For the records that follow, please set down exactly the lines between the one holding "sky in the photo above." and the one holding "downspout in the photo above.", inclusive, and only those.

BEGIN

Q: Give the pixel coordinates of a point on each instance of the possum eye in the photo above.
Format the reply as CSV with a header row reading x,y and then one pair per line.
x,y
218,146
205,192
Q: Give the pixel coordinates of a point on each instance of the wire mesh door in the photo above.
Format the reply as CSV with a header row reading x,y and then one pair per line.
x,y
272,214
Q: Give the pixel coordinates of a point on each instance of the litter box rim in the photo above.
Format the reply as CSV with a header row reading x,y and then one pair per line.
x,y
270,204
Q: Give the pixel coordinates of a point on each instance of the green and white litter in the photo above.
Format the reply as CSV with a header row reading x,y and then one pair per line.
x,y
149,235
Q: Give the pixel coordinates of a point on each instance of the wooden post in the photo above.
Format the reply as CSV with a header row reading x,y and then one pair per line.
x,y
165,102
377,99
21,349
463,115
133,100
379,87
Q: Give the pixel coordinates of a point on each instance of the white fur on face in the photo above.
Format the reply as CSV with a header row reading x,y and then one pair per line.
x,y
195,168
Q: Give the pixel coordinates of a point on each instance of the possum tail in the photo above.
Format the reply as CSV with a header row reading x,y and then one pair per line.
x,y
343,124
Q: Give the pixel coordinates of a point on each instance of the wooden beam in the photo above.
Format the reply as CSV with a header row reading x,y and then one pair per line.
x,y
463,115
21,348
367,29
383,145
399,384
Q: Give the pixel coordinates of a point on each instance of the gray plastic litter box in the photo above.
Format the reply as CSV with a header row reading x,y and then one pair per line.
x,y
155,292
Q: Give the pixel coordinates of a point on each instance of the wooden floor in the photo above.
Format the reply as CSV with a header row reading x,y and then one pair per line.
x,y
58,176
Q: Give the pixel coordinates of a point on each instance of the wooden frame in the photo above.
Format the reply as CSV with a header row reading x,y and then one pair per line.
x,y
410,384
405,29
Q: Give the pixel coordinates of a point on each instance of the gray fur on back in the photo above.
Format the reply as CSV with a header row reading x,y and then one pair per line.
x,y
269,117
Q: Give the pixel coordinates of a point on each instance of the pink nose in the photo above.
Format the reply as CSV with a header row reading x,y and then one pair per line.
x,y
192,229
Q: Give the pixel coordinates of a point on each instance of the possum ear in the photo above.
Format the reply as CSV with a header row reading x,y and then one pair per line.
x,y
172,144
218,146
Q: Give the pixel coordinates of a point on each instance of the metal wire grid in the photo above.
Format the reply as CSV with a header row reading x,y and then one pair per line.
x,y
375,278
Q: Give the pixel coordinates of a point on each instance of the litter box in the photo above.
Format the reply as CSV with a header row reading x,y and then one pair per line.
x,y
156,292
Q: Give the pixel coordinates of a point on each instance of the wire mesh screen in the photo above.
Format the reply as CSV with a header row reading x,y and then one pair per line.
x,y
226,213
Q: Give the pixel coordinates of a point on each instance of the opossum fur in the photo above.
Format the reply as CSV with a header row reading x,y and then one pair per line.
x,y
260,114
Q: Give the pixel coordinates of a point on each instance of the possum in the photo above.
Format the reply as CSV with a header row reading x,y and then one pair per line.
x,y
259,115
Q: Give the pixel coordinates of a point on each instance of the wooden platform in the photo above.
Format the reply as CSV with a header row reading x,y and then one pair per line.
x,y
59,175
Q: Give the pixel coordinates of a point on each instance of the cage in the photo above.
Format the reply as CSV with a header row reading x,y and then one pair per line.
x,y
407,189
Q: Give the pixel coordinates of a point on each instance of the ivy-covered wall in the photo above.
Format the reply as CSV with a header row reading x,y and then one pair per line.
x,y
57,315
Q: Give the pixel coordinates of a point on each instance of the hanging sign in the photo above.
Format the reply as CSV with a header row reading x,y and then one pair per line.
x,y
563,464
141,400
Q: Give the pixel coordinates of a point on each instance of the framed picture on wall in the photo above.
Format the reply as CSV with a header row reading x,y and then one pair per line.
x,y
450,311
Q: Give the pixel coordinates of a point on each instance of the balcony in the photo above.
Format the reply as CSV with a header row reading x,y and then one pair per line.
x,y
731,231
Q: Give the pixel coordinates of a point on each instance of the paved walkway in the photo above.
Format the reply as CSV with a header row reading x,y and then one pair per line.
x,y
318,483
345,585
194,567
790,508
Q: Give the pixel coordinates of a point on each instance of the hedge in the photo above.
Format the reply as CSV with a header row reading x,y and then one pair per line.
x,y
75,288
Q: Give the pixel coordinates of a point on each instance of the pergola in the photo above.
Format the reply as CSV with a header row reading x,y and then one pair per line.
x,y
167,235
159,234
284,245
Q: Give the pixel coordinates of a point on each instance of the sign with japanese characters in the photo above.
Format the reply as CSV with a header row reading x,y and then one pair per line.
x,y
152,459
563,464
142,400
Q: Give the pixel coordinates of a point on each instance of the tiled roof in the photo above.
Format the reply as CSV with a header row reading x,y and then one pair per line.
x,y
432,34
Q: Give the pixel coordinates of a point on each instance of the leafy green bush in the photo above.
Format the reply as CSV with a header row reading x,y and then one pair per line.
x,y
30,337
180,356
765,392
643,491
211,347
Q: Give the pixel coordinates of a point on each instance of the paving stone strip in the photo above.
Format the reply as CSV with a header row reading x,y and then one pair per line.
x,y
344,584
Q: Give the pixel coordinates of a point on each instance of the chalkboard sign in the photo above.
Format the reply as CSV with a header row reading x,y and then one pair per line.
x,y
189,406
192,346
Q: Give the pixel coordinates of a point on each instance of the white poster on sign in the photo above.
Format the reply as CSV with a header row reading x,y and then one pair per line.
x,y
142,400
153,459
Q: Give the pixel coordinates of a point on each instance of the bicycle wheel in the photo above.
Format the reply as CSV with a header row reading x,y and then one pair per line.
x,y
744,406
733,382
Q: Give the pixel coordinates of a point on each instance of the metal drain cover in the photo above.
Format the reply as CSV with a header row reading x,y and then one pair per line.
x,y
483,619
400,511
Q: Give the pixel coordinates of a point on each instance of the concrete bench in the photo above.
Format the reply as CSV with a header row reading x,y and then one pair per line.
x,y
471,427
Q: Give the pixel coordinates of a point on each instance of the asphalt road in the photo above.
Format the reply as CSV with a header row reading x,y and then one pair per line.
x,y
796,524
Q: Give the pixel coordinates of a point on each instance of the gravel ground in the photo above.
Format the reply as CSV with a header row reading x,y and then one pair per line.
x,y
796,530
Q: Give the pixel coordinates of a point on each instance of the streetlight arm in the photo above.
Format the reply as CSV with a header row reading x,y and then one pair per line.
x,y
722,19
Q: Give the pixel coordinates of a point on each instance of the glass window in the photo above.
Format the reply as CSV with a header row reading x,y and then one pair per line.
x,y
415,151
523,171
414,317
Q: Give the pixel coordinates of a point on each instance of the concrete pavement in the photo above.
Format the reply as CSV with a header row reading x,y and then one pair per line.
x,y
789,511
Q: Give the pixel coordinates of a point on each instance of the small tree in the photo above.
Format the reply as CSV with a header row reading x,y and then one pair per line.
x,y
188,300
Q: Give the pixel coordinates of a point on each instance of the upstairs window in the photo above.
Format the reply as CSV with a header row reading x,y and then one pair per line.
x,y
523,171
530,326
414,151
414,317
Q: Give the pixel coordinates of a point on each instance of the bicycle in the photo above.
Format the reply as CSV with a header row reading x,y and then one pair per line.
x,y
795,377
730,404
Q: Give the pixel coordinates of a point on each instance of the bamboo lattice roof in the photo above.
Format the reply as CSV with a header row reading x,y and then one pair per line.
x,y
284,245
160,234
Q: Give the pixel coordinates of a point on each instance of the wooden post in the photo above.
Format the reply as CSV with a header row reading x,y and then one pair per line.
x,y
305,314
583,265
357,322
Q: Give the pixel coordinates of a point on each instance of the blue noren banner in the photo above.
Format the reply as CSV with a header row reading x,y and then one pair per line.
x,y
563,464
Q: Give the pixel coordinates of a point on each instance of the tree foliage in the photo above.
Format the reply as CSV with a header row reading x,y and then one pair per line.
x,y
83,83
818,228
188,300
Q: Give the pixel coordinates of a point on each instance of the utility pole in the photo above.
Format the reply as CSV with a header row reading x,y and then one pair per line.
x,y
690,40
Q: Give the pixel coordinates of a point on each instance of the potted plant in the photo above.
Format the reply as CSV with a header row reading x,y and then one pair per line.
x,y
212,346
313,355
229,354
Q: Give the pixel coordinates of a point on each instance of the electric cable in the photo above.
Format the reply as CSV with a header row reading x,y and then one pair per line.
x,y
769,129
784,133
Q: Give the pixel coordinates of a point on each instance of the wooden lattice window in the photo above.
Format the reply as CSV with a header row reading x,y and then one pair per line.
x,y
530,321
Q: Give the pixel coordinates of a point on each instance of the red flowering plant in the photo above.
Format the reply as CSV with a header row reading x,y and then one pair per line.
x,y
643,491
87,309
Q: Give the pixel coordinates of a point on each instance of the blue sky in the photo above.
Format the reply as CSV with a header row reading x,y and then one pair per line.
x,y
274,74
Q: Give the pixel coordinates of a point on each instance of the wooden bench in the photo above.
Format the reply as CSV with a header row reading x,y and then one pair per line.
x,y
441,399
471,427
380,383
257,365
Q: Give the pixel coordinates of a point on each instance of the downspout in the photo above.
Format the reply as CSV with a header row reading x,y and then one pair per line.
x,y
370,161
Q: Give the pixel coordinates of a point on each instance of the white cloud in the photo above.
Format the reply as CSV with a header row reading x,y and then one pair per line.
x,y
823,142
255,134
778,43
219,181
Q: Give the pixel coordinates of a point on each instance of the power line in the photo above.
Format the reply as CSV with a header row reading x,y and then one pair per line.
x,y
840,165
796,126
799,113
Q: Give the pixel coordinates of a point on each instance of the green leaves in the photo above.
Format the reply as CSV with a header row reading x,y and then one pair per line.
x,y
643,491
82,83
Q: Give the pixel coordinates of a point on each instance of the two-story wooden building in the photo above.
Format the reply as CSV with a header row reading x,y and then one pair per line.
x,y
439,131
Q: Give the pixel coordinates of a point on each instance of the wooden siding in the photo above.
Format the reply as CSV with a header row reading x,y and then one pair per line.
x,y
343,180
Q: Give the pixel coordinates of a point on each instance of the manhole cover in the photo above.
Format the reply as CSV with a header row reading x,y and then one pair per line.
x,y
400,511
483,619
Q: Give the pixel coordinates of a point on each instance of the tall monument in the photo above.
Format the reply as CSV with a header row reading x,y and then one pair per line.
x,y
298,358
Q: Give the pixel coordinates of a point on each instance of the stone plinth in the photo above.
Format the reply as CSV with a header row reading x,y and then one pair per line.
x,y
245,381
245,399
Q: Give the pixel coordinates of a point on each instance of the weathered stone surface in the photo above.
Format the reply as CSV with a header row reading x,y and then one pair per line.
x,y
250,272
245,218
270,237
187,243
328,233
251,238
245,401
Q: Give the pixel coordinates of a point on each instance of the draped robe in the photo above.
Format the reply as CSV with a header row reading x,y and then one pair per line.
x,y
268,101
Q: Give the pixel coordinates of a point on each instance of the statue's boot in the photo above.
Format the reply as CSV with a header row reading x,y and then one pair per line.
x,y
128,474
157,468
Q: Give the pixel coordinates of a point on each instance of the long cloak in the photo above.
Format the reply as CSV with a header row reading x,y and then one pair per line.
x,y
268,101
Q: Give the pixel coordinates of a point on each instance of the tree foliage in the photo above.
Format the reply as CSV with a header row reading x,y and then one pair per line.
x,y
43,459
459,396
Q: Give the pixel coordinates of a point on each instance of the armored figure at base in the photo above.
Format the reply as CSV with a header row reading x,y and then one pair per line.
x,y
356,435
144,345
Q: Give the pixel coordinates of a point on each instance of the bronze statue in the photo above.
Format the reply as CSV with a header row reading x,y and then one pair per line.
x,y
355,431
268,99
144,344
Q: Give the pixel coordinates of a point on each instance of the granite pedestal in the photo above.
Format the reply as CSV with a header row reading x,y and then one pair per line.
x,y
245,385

END

### Reply to the exercise
Q: Give the pixel coordinates of a point on each instance of the blue sky in the photo above.
Format the reply as CSV with a header row reading x,y and then one pair per line.
x,y
274,74
Q: Give the pixel coordinates of a point on each instance of the wooden bench in the photo above.
Format the reply as CSV with a header row reading x,y and then one pair per line.
x,y
441,399
471,427
380,383
257,365
Q: Give the pixel coordinates of a point on each instance of the downspout in the photo above.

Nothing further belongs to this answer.